In the darkest corners of a conflicted world, we discover how rugby has created a bit of light. This feature first appeared in Rugby World in April.
Rugby In A War Zone
MARTYR DAY, in May 2014. Samer Al-Akhras will never forget it.
“I was a newly married man, so I was out with my new wife when the opposition started shelling the city,” the proud Syrian says. “Mortars landed near the restaurant we were in and a woman and her two teenager daughters were wounded. I went outside to provide first aid – I volunteered with Red Crescent for 12 years – and after providing the first aid, an ambulance arrived to take them.
“Another mortar fell and gifted me 1,200 (pieces of) shrapnel in my whole body. Five of them caused me bleeding inside the chest. Yeah, I was wounded.”
The woman, her daughters and all at the restaurant survived. But Al-Akhras’s abiding memory is not of falling horror in Damascus that day but of the bonds of rugby. Now administration manager for the Syrian men’s national 15s, Al-Akhras had only been playing for five months when team-mates from the Zenobians club rushed to his bedside. Overseeing his recovery, they allowed his wife to continue working and tend to family.
Flick on the news and the nightmares of conflict are unavoidable. But in all the darkness, rugby has offered some light. These are stories of how some around our mad world have turned to the sport…
AL-AKHRAS TALKS to us over Skype, however it takes time to make the connection. Damascus is experiencing one of their regular blackouts and he has to find one of the few internet cafés with power. Yet despite the ongoing civil war that began in 2011, he is upbeat.

SUPPLIED DATA:

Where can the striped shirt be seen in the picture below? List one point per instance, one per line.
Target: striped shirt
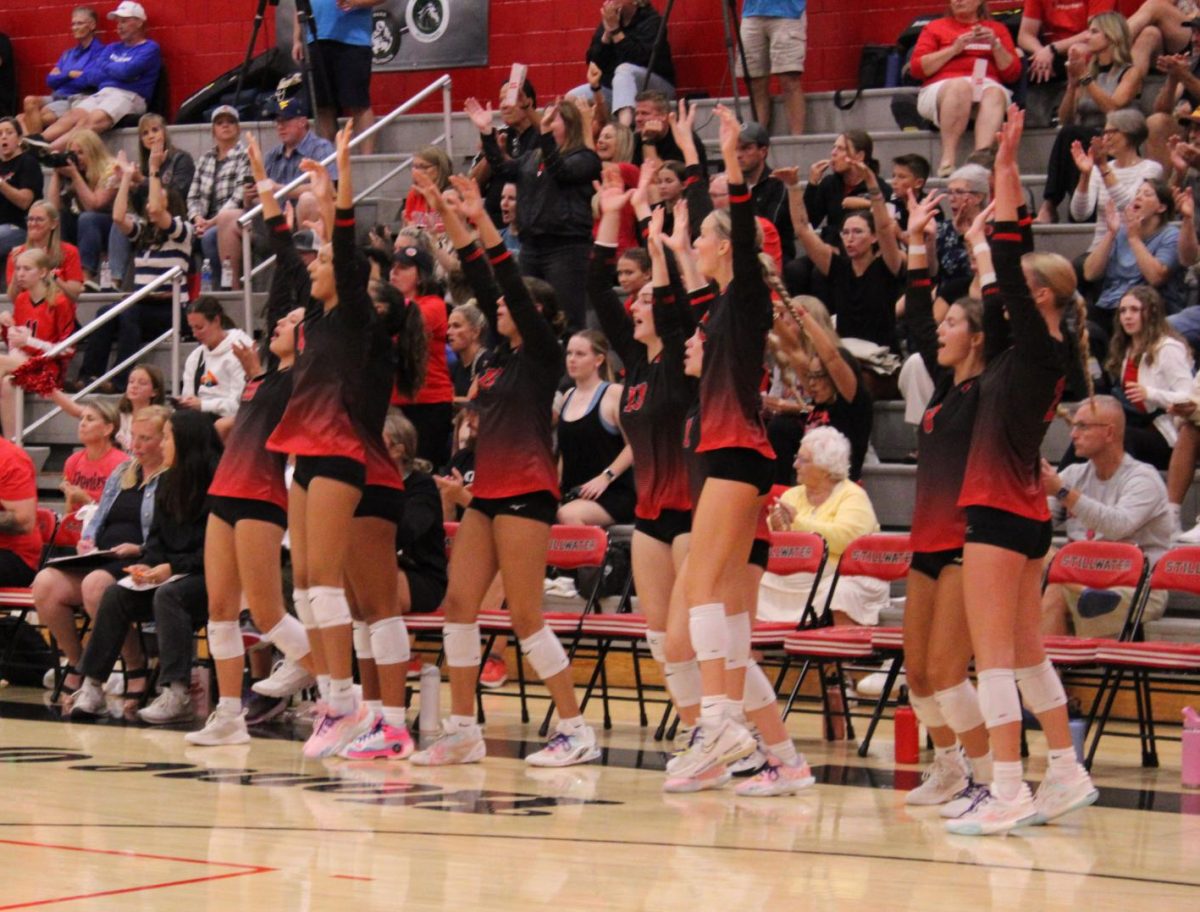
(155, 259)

* * *

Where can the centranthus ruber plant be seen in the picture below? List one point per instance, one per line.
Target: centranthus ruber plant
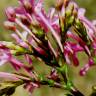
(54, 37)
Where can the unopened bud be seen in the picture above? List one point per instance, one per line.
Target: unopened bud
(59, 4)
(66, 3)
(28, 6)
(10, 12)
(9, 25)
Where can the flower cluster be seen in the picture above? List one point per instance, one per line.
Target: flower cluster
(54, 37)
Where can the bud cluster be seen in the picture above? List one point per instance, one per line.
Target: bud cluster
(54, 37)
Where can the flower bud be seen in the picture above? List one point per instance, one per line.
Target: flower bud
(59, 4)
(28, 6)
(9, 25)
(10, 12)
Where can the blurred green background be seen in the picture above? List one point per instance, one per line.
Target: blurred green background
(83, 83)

PROBLEM DESCRIPTION:
Reproduce the rugby feature from "The woman, her" to "tend to family.", switching "five months" for "six months".

ANSWER BELOW:
The woman, her daughters and all at the restaurant survived. But Al-Akhras’s abiding memory is not of falling horror in Damascus that day but of the bonds of rugby. Now administration manager for the Syrian men’s national 15s, Al-Akhras had only been playing for six months when team-mates from the Zenobians club rushed to his bedside. Overseeing his recovery, they allowed his wife to continue working and tend to family.